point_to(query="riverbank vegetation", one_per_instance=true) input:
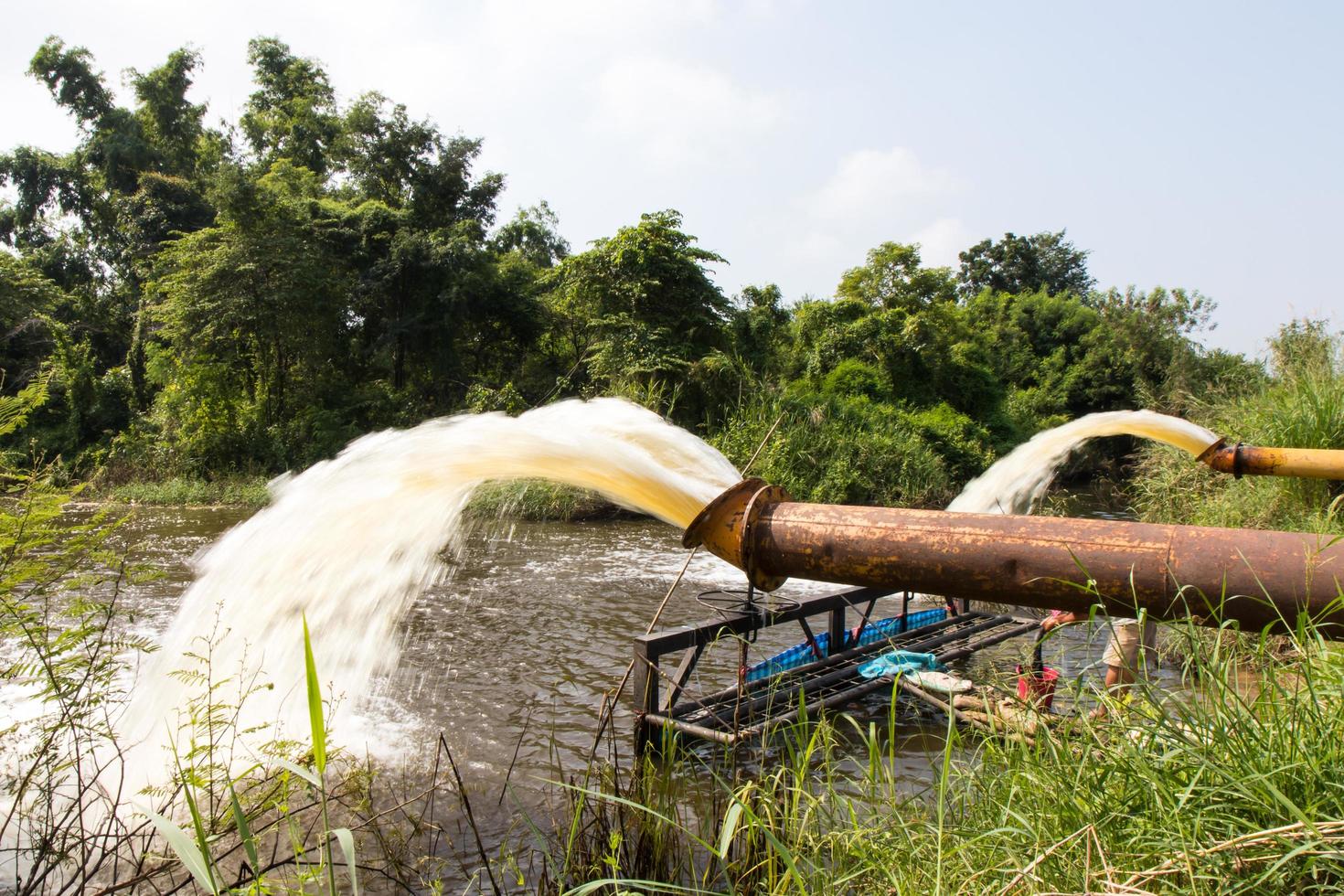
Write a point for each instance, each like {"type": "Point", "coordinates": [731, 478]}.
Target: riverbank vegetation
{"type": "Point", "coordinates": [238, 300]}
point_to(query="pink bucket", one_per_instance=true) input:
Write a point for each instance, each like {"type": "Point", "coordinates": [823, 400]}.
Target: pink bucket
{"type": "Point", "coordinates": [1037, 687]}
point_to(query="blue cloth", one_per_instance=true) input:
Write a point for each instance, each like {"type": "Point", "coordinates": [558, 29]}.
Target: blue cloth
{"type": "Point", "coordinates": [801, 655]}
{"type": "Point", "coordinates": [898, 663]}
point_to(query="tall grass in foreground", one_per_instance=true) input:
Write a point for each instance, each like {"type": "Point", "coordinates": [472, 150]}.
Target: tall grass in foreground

**PROBLEM TO SOLVE:** Write the records out in full, word for word; leave every picture behind.

**TASK RESPONSE:**
point_to(query="riverbank vegetation", one_per_instance=true) input:
Write a point for each instance, each like {"type": "Point", "coordinates": [731, 478]}.
Target: riverbank vegetation
{"type": "Point", "coordinates": [238, 300]}
point_to(query="pink bucket", one_per_instance=true) input:
Write a point for each instance, each like {"type": "Point", "coordinates": [823, 400]}.
Target: pink bucket
{"type": "Point", "coordinates": [1037, 687]}
point_to(query="blue cloth", one_per_instance=true) input:
Write a point for each instance, each like {"type": "Point", "coordinates": [558, 29]}.
Target: blue cloth
{"type": "Point", "coordinates": [801, 655]}
{"type": "Point", "coordinates": [898, 663]}
point_to(query="tall grass in foreground", one_per_instance=true) input:
Write a point for each instance, each like {"type": "Point", "coordinates": [472, 150]}.
Target: tall grass in foreground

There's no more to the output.